**Material supplied:**
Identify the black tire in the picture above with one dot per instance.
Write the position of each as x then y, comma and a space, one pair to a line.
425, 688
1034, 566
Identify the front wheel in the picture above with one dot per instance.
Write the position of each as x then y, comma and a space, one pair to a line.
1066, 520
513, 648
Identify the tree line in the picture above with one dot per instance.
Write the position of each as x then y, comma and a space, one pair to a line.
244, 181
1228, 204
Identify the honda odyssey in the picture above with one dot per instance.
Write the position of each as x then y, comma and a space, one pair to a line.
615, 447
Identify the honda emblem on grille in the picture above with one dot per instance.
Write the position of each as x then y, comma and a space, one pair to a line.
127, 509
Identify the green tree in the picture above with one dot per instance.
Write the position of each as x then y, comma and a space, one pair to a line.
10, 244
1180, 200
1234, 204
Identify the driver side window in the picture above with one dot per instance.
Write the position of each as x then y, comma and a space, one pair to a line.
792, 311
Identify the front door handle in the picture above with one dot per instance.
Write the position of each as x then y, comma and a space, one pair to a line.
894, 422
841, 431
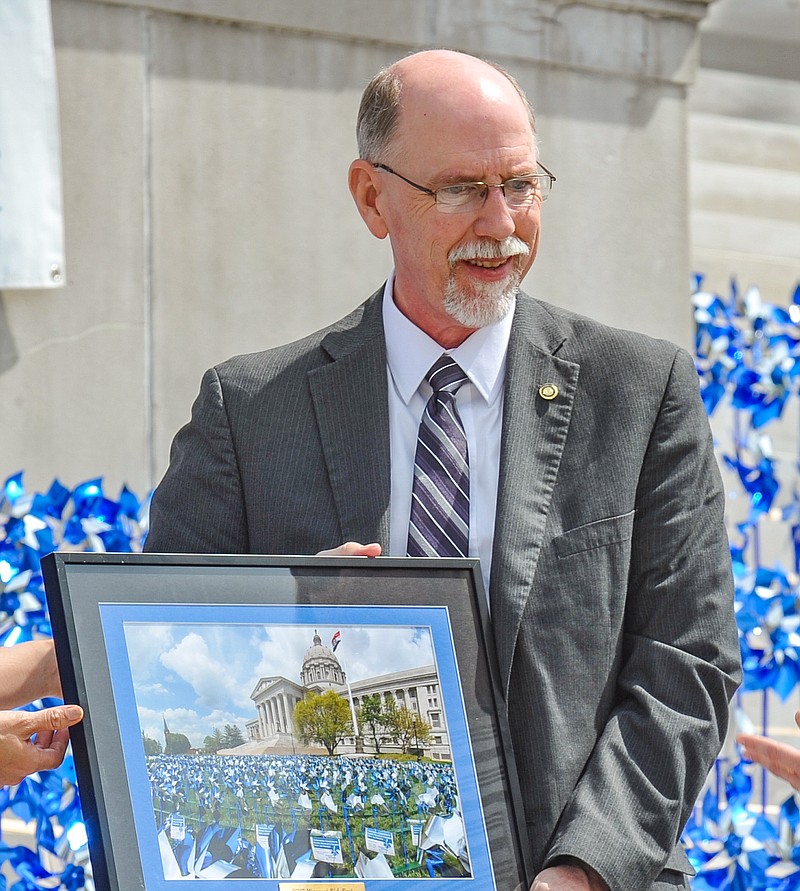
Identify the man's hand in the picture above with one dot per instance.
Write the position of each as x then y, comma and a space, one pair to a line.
569, 877
353, 549
31, 741
778, 758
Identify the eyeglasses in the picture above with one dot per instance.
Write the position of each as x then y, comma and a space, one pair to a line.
519, 191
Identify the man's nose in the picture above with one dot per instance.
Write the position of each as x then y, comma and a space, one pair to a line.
494, 219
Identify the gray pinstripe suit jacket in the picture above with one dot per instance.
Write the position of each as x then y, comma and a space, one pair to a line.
611, 591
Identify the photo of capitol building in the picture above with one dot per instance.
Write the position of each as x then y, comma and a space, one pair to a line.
275, 699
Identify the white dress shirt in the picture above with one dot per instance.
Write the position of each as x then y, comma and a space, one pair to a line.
410, 354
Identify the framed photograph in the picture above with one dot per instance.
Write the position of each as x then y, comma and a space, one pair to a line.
309, 722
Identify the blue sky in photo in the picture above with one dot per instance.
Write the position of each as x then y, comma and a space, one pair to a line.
200, 676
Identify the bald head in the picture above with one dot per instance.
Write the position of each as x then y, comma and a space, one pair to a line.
431, 83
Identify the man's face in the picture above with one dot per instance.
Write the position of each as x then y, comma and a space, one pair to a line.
459, 271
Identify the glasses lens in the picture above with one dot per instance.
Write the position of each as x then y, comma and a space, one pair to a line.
460, 197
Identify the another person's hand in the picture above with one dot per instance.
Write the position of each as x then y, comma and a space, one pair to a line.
781, 759
566, 877
353, 549
31, 741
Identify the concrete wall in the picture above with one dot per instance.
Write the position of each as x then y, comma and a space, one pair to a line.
205, 147
744, 148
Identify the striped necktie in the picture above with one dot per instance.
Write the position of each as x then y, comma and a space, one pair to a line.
439, 525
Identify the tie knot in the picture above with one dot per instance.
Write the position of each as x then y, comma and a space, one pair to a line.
445, 375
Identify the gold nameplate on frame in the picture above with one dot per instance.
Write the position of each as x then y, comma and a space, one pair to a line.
316, 886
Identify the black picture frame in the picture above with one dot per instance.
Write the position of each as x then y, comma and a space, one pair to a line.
130, 628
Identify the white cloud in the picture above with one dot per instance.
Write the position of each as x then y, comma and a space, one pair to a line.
211, 680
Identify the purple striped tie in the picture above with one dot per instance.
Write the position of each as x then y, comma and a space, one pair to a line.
439, 524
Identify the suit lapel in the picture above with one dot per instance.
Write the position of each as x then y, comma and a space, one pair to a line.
533, 438
351, 405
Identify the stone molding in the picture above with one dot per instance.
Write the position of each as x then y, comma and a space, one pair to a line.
650, 39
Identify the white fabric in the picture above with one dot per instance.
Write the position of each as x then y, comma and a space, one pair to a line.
410, 353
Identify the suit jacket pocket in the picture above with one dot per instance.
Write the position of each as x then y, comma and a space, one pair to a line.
598, 534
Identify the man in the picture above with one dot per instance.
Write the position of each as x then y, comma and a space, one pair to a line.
31, 741
778, 758
595, 503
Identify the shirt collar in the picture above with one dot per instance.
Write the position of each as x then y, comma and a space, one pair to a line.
410, 352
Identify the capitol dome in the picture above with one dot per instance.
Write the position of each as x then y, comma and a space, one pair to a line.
321, 669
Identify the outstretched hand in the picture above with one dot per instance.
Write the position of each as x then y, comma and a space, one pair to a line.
353, 549
781, 759
32, 741
568, 877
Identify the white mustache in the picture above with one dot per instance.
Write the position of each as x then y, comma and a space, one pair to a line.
489, 249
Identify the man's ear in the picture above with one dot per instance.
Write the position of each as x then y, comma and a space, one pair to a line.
365, 187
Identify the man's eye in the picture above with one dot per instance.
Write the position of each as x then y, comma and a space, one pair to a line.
458, 191
520, 188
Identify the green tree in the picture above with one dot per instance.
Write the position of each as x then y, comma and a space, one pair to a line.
323, 718
151, 746
372, 717
177, 744
232, 736
409, 728
214, 741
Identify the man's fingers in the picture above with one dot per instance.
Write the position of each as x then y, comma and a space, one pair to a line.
353, 549
56, 718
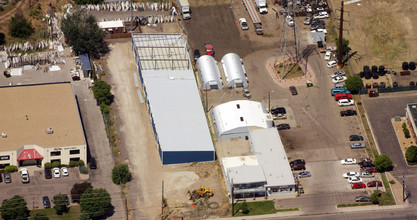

**Instructions for the task:** From the records above, copy only the lines running from the line holding "Identify the front door" through the line holding "Identify the gray", with no pictures.

**Solution for this task:**
Identify the front door handle in the picture above with one dot per instance.
Write the position of each as x then y, comma and a space, one pair to a line.
894, 422
841, 431
Identify the man's hand in the picture above with one dot per instance.
Write the position of each as x then y, comma and a space, one pair to a line.
569, 877
353, 549
31, 741
778, 758
Identify the eyeglasses in the picture above with one dot per instance.
Write the position of each as x then y, comma and a space, one pair to a line.
519, 191
Identify the man's nose in the picture above with one dot per instance.
Write the position of each as x then y, comma and a space, one pair to a line.
494, 219
Identify the gray pinstripe suit jacket in the picture above with one dot per instance.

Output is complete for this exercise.